[WHAT IS NEEDED] Please write out exactly the lines that begin at the line containing "of the leafy" and run to the end of the records.

[RECORDS FOR THE EXERCISE]
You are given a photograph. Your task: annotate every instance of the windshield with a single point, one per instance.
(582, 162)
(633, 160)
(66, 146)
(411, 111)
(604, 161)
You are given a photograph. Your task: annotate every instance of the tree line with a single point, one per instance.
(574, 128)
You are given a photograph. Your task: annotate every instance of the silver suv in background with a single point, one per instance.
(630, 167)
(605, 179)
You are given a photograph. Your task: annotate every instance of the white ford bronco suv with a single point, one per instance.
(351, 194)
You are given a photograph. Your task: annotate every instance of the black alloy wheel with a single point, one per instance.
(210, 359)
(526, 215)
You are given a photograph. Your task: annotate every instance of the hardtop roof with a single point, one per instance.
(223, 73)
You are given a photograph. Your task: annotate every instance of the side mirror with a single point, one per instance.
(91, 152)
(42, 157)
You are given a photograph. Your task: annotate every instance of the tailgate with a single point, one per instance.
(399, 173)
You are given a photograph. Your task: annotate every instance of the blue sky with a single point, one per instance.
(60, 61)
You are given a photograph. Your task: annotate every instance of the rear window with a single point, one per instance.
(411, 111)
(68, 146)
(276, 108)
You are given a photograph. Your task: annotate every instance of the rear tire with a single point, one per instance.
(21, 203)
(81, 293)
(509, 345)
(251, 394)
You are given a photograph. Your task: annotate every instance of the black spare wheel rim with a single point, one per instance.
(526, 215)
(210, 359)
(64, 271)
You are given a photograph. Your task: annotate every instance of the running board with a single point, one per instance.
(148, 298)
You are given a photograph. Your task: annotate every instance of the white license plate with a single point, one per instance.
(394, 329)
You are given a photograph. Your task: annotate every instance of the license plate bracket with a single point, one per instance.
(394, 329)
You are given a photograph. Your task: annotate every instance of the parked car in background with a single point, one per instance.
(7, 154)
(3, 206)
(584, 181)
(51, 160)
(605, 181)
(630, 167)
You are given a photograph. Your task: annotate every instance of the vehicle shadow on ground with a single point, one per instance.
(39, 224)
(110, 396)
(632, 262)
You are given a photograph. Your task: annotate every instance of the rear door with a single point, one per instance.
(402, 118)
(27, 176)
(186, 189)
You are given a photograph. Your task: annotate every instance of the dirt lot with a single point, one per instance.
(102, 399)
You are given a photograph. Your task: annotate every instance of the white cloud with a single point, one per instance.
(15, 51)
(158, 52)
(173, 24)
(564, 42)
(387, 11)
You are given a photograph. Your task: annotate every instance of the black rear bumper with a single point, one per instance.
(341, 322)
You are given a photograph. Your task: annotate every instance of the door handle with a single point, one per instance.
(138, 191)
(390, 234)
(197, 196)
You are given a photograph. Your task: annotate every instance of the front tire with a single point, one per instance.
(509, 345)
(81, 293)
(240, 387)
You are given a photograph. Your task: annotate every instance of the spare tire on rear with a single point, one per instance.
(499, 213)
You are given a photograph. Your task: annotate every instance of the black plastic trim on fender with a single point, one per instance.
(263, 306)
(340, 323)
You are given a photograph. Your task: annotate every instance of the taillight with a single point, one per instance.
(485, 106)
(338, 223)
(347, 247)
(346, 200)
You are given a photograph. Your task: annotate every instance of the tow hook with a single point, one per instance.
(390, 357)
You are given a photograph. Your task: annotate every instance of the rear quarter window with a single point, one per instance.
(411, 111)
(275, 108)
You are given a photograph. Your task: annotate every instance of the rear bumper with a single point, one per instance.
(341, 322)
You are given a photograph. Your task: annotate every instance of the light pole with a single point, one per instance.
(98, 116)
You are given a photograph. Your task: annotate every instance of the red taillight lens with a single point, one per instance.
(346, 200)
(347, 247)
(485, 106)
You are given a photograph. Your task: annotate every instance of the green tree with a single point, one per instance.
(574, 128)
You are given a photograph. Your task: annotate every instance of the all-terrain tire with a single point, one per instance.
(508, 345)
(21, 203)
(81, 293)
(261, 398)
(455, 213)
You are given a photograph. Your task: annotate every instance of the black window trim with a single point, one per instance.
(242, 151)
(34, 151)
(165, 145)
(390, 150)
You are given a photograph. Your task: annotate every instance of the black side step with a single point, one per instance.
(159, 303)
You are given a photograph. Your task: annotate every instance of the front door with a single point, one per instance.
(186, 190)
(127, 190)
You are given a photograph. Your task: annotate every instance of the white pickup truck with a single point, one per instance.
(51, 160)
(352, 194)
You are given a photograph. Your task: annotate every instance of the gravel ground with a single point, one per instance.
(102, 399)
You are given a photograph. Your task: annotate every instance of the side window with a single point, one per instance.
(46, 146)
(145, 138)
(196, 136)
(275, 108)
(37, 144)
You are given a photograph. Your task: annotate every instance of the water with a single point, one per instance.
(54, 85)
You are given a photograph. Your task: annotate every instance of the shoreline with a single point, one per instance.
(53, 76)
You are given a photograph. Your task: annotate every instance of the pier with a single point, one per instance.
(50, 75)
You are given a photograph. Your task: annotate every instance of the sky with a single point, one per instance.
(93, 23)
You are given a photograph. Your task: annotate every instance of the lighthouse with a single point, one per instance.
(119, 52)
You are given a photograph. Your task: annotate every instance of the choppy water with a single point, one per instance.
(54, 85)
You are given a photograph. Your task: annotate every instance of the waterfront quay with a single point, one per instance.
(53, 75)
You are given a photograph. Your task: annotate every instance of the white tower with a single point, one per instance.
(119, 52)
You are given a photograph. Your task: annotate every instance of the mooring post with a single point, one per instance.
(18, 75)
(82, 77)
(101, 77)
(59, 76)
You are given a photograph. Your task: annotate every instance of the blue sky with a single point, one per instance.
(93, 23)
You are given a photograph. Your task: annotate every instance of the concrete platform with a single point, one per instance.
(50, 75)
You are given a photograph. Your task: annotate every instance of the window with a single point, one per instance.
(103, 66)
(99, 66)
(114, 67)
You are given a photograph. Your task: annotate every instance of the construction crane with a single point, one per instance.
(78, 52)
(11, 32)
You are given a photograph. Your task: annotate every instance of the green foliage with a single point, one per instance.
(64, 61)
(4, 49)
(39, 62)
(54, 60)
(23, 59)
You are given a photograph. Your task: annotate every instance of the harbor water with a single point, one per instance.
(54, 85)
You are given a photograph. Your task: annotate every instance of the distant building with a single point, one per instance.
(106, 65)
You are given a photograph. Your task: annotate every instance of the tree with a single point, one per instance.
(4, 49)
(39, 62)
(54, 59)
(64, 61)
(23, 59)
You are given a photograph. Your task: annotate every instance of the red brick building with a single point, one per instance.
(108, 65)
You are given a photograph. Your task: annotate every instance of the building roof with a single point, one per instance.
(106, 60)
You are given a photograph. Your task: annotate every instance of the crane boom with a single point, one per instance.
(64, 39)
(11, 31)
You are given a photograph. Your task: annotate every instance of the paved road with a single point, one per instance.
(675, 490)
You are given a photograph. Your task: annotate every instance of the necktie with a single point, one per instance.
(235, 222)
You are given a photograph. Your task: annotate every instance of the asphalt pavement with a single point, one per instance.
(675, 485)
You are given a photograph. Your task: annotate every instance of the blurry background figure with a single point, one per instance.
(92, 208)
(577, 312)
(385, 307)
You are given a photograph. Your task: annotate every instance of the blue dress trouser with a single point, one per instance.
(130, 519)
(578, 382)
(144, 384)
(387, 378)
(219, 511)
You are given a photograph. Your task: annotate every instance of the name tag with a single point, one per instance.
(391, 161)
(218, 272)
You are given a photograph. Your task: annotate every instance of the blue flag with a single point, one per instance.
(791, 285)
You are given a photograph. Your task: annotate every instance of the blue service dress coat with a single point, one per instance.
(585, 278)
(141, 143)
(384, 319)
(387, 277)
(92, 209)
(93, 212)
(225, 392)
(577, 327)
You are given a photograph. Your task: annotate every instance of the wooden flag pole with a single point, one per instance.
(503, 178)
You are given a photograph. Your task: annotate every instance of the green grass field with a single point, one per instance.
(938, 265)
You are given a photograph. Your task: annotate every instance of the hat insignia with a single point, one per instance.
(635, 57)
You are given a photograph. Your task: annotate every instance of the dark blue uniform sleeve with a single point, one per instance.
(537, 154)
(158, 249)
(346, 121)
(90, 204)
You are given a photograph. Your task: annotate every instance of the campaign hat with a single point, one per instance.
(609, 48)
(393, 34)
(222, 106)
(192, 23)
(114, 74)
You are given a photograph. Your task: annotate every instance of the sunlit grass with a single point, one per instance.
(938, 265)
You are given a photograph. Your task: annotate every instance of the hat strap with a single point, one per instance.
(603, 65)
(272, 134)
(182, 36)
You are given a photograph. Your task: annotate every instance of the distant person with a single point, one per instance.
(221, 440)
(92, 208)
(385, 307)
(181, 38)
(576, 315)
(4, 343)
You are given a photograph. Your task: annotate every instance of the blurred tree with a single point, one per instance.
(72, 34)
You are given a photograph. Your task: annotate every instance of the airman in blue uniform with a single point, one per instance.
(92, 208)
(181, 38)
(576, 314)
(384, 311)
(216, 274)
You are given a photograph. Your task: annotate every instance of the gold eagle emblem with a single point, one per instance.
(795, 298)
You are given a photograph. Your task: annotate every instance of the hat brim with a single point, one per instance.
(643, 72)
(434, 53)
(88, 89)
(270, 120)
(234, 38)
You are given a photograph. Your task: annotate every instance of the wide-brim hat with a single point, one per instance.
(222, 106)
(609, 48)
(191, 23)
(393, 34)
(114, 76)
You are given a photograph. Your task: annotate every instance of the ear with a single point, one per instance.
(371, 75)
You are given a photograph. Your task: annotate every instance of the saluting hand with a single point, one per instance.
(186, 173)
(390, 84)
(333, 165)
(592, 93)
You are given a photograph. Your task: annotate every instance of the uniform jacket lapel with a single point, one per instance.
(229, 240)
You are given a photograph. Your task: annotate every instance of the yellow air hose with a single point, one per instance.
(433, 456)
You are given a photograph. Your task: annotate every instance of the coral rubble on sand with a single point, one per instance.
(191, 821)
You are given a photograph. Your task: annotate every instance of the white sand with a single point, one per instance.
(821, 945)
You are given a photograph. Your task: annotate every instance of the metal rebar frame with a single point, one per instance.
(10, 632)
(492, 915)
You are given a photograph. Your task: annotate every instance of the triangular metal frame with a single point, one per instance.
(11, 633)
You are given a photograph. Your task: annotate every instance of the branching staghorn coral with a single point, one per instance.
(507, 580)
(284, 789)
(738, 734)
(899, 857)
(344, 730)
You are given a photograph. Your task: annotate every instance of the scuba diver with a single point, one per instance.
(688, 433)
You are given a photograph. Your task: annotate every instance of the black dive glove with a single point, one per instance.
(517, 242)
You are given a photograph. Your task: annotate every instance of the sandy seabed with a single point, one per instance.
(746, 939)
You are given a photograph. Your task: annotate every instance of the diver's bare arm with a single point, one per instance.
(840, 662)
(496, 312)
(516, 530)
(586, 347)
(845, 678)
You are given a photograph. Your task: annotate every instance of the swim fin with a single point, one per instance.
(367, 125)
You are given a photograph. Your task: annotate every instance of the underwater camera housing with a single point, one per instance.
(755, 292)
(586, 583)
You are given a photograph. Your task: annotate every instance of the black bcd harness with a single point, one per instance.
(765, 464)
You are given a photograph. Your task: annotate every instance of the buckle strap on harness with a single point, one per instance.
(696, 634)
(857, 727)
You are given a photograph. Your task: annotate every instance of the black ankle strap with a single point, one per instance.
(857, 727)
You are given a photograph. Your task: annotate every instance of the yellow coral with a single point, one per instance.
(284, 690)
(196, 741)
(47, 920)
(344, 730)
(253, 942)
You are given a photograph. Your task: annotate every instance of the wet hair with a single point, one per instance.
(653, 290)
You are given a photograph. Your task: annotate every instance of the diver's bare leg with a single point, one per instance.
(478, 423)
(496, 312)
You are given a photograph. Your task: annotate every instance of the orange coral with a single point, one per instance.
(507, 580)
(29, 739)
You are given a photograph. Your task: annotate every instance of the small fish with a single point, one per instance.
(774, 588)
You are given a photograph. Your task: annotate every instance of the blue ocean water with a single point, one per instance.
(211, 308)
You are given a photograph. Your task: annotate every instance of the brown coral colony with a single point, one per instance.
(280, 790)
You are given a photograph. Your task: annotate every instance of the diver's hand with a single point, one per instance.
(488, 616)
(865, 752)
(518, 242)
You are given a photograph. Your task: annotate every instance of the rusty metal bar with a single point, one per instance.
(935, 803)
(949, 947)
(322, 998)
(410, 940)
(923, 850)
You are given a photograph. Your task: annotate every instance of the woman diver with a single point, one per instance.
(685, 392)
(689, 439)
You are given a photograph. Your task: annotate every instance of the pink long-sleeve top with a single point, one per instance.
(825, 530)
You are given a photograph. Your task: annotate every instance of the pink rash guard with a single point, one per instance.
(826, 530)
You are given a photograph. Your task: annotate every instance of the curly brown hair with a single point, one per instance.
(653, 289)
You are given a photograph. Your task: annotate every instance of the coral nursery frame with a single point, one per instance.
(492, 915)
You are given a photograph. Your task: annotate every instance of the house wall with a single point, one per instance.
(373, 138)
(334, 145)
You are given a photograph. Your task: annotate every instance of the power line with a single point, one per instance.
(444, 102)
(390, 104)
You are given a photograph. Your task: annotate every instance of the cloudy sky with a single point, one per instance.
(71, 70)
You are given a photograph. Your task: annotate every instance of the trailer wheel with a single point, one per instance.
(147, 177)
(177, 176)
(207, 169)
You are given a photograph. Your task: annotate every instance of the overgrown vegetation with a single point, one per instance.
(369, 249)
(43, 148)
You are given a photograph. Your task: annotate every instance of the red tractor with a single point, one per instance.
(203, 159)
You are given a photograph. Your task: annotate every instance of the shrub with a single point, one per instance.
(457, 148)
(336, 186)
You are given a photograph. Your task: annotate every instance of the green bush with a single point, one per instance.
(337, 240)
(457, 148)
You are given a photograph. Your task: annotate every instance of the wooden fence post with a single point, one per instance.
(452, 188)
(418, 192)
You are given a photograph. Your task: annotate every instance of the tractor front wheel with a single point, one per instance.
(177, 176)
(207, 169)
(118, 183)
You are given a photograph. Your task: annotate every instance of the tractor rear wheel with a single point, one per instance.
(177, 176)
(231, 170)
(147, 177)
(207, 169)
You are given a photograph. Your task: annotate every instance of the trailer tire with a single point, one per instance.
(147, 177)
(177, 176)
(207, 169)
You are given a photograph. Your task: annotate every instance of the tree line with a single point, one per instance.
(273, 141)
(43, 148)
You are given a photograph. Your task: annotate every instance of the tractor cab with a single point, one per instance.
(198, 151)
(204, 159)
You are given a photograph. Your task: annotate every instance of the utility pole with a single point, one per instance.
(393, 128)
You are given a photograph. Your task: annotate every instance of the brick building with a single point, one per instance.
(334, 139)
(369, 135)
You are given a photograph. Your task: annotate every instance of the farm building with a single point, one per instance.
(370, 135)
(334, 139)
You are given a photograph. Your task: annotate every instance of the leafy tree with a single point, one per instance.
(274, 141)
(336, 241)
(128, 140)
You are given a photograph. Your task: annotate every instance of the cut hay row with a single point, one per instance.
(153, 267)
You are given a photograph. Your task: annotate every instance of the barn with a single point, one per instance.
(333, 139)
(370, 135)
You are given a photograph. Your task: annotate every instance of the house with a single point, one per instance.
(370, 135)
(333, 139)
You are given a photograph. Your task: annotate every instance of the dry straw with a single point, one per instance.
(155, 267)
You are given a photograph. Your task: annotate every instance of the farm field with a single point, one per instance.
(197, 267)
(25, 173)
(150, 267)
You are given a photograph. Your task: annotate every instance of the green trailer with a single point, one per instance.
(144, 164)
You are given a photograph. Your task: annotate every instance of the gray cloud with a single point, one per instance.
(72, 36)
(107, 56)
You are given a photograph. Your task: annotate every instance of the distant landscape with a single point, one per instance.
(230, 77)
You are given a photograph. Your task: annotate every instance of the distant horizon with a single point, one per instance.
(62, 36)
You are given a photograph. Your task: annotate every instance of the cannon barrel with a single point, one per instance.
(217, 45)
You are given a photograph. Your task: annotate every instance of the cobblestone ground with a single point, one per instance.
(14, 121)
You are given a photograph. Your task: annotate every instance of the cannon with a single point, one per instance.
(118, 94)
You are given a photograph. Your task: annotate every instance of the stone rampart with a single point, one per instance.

[SOLVED PROBLEM]
You are given a photograph. Your task: annotate every instance of the leafy tree with a single point, one per instance.
(274, 141)
(336, 241)
(128, 140)
You are given a photograph. Your task: annotate every instance of the cut hay row with a single point, one per instance.
(153, 267)
You are given a photograph. Your task: annotate every instance of the barn with a single point, one per instance.
(333, 139)
(370, 135)
You are given a photograph. Your task: annotate every instance of the house with a single point, one per instance.
(370, 135)
(333, 139)
You are given a photograph. Your task: annotate every instance of the dry straw with a single point, one per instance.
(155, 267)
You are given a photograph. Your task: annotate every instance of the farm field with a single point, one per instance.
(197, 267)
(25, 173)
(150, 267)
You are given a photograph. Your task: annotate every instance of the green trailer with a single point, one per instance.
(144, 164)
You are given a photograph. Your task: annotate every instance of the gray cloud with a single point, one per instance.
(72, 36)
(107, 56)
You are given a photograph. Your task: annotate every instance of the distant landscape with a single point, one per instance.
(230, 77)
You are given a photograph. Your task: annotate every instance of the distant horizon with a single point, one per instance.
(62, 36)
You are given a photograph. Your task: annotate every instance of the cannon barrel with a single point, one per instance.
(217, 45)
You are given a photograph. Your task: annotate every instance of the cobblestone ground with a single point, one per instance.
(14, 121)
You are given a photograph. Your task: annotate every instance of the cannon with a single point, one per instance.
(118, 94)
You are given a photograph. Your task: annotate every instance of the stone rampart with a single point, one per instance.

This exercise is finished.